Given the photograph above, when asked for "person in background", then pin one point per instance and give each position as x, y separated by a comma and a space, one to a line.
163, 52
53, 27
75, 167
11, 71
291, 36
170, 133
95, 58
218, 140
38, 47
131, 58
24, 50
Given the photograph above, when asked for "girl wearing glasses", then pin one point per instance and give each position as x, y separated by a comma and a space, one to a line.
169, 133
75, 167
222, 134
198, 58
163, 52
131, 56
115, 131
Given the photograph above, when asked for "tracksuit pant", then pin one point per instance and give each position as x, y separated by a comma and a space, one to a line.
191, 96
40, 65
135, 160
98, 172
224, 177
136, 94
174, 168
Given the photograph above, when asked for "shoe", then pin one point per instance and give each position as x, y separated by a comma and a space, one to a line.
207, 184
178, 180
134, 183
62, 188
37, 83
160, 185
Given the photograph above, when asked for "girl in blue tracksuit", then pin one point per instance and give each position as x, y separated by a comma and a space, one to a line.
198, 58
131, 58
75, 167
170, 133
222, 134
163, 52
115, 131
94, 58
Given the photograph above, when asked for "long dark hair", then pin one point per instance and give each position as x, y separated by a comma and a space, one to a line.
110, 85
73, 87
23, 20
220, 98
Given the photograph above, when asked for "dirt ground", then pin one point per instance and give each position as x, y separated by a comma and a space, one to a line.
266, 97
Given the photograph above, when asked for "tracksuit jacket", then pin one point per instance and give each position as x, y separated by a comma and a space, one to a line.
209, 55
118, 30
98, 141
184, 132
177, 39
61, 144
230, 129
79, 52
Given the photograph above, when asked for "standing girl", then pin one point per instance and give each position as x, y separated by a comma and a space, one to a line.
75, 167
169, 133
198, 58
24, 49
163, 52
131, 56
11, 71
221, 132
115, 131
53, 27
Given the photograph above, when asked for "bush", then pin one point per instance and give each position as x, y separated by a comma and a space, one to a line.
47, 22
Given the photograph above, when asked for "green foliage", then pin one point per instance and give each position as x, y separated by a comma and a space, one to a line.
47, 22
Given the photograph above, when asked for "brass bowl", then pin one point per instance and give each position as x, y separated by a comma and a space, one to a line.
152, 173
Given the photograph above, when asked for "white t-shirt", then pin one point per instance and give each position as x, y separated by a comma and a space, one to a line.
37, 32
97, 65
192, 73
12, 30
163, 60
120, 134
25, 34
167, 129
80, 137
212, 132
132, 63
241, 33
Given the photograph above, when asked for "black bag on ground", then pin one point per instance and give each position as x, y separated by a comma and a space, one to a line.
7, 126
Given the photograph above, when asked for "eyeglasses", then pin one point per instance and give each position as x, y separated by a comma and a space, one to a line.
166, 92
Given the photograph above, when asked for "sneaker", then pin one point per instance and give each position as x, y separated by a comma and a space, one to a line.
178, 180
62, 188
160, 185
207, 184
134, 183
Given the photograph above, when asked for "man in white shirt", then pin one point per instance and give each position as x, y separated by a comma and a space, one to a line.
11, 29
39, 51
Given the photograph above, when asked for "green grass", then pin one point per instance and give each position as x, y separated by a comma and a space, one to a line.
☆ ☆ ☆ ☆ ☆ ☆ ☆
**What is being asked:** Which lines in the data above contain the string "white"? Show every one of them in full, treating uppercase and lowercase letters as different.

**Written response:**
Given the photograph above, when asked for "white t-shirt", then pin one point per instance and give each position as x, y separated by a comma and a space, one to a line.
Given the photograph above, when asked for "man in white shirt", then pin one point per instance and give each position as x, y separated by a comma and a space, one to a line.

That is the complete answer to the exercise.